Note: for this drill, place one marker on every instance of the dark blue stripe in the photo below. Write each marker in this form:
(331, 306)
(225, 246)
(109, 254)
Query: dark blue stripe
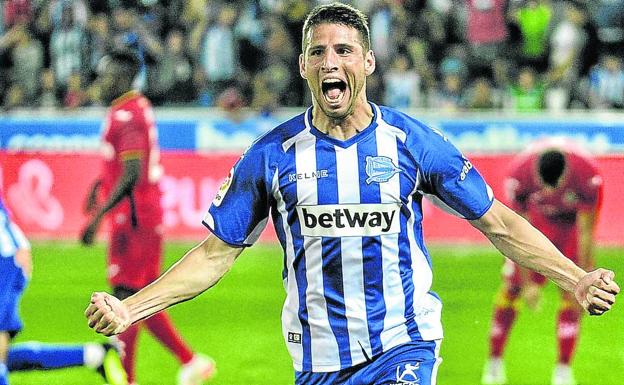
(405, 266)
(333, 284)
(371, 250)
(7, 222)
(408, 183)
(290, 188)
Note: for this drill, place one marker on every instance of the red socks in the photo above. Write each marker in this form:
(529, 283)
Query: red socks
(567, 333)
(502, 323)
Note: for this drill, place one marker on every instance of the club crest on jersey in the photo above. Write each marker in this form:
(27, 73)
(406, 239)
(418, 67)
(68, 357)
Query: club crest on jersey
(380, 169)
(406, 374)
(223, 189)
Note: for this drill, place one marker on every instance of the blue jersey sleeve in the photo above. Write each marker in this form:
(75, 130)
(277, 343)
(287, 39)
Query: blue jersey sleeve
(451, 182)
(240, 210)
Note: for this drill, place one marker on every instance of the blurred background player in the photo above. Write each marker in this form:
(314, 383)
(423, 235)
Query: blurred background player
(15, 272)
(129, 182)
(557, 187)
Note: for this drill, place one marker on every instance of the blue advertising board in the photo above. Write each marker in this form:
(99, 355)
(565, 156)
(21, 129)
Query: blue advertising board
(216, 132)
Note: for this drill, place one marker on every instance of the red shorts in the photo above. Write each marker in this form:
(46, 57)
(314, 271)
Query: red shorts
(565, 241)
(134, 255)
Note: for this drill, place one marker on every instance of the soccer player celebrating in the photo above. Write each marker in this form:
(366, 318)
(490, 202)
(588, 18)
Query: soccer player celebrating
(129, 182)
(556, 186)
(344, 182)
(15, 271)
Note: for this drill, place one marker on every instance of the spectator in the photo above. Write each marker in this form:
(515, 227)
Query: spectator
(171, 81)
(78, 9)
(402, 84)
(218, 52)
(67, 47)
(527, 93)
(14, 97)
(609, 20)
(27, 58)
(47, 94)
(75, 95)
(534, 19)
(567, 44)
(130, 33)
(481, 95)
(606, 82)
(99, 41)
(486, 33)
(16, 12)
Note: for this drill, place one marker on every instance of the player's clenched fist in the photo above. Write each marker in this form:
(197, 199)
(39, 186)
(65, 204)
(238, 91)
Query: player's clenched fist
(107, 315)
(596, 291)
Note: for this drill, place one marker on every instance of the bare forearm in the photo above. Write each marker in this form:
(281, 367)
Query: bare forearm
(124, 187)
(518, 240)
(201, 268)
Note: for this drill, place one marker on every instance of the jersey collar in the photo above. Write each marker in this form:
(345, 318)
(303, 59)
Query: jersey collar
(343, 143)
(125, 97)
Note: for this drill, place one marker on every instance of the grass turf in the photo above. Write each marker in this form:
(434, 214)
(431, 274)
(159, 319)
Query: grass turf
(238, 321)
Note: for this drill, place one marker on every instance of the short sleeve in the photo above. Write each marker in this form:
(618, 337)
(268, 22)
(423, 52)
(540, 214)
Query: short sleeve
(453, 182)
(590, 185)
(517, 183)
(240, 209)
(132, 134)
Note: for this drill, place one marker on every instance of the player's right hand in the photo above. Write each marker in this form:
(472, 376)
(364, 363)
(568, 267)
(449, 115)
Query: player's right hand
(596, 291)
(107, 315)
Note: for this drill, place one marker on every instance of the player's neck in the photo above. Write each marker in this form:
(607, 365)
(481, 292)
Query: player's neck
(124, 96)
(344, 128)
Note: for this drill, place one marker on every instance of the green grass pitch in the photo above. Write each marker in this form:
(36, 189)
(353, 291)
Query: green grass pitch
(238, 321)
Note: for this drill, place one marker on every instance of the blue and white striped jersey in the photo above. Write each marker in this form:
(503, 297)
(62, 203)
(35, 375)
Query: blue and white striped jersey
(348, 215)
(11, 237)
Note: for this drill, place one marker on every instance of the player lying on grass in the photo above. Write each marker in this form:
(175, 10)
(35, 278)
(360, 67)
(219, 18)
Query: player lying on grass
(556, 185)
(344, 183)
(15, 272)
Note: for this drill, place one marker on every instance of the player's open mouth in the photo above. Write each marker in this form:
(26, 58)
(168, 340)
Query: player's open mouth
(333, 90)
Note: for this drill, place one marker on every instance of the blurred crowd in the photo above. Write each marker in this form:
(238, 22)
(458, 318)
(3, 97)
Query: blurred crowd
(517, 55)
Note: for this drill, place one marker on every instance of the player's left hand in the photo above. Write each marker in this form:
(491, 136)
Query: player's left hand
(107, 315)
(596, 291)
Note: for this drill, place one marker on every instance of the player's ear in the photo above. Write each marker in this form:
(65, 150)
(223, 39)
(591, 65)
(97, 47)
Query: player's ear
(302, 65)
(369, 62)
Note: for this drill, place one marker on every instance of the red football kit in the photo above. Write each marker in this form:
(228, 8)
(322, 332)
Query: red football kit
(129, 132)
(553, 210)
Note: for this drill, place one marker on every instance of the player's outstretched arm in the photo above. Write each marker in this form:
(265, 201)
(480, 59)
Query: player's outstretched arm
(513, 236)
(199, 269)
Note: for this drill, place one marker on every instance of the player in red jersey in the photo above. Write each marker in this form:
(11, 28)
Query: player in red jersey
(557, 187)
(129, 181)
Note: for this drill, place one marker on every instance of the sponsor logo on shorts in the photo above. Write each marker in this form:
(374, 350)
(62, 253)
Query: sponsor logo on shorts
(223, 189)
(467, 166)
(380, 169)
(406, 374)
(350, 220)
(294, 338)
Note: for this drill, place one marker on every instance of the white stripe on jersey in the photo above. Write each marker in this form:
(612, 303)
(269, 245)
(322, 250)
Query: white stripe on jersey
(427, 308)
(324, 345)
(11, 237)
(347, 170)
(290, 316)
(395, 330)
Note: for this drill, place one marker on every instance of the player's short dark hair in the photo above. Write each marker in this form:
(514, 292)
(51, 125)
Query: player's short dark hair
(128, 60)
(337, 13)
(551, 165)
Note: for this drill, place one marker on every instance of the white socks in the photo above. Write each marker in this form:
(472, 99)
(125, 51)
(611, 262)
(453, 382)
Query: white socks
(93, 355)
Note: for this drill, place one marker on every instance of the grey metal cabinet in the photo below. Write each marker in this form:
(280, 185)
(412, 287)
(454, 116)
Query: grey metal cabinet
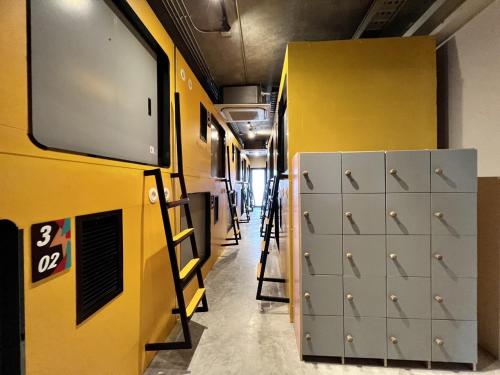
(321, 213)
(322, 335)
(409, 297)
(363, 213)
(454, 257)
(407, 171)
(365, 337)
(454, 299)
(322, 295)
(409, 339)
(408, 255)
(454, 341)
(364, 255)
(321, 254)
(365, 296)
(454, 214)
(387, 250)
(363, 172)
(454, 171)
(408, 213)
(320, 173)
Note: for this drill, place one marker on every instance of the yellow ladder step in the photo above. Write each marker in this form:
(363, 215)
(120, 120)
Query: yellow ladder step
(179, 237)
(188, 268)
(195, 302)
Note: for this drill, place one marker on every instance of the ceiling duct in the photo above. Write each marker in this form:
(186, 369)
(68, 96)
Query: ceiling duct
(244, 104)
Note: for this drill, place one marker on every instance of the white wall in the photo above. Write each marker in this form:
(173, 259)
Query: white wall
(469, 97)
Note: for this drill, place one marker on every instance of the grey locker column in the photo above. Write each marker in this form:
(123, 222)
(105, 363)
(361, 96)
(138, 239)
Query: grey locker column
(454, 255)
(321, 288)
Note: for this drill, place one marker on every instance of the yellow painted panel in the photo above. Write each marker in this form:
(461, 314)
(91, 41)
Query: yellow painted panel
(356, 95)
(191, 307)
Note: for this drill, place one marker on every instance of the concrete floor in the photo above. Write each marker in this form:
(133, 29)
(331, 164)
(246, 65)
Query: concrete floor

============================================================

Show me each line of the listing above with "concrete" in it.

EXPECTED ANSWER:
Note: for this drill, place one marker on every instance of the concrete floor in the photo above. Write each marker in this form:
Query: concrete floor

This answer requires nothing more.